* Descripción de la tarea: Convierte en un CSV de dos columnas, "texto" y "respuesta", los ítems que van desde la línea que contiene "Target: stone pier" hasta el final de los ítems, ambos extremos incluidos. Cada ítem ocupa una fila, y cada campo va entre comillas con los saltos de línea sustituidos por espacios.

====== Datos del ejercicio ======

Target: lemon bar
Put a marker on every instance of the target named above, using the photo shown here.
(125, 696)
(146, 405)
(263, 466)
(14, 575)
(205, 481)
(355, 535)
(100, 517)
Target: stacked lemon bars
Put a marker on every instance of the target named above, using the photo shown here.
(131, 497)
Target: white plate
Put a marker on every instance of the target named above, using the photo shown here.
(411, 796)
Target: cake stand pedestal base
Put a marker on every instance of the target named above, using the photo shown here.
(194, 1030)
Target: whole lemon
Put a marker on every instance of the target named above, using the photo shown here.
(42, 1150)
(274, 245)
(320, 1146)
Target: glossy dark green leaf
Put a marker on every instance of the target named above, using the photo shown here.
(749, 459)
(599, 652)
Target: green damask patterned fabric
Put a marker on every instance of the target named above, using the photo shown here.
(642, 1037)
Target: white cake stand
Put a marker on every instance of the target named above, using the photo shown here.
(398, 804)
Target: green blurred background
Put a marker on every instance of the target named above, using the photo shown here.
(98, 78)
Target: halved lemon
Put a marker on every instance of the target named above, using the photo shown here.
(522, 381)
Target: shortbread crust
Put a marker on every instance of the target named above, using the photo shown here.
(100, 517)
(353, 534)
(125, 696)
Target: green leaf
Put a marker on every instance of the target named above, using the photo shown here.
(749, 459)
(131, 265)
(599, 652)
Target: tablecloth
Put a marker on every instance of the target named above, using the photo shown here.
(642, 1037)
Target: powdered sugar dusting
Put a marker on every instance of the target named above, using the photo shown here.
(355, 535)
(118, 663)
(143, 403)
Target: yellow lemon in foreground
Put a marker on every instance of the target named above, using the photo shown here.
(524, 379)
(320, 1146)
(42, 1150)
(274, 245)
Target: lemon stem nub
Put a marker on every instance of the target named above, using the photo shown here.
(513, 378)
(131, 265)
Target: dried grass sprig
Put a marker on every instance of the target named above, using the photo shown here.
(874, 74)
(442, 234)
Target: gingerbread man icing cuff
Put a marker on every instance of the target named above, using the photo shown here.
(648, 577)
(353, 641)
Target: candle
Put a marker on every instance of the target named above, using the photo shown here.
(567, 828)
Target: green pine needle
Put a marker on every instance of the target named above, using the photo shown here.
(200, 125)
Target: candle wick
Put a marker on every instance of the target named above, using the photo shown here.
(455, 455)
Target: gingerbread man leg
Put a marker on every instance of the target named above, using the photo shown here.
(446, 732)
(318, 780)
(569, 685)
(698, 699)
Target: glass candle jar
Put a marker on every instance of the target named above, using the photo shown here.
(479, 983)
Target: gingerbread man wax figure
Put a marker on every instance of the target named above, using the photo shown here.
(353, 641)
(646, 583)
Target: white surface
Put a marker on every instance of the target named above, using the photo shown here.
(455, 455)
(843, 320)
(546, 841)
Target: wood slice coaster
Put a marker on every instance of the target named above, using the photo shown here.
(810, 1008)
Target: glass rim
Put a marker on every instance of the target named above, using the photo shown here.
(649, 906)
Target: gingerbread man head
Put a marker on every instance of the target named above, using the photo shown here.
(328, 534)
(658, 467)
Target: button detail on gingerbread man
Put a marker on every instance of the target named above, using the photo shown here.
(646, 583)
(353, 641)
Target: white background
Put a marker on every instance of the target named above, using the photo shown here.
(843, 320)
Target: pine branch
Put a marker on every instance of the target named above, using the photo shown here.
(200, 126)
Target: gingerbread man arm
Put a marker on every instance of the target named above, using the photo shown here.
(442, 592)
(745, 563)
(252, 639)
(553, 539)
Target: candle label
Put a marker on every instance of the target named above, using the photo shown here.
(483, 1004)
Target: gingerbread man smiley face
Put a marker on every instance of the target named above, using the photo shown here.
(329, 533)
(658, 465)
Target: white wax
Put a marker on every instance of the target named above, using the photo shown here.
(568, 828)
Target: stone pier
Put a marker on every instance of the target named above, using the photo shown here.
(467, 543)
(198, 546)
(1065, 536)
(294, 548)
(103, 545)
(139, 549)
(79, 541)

======

* Respuesta:
texto,respuesta
"Target: stone pier Put a marker on every instance of the target named above, using the photo shown here.","(467, 543) (198, 546) (1065, 536) (294, 548) (103, 545) (139, 549) (79, 541)"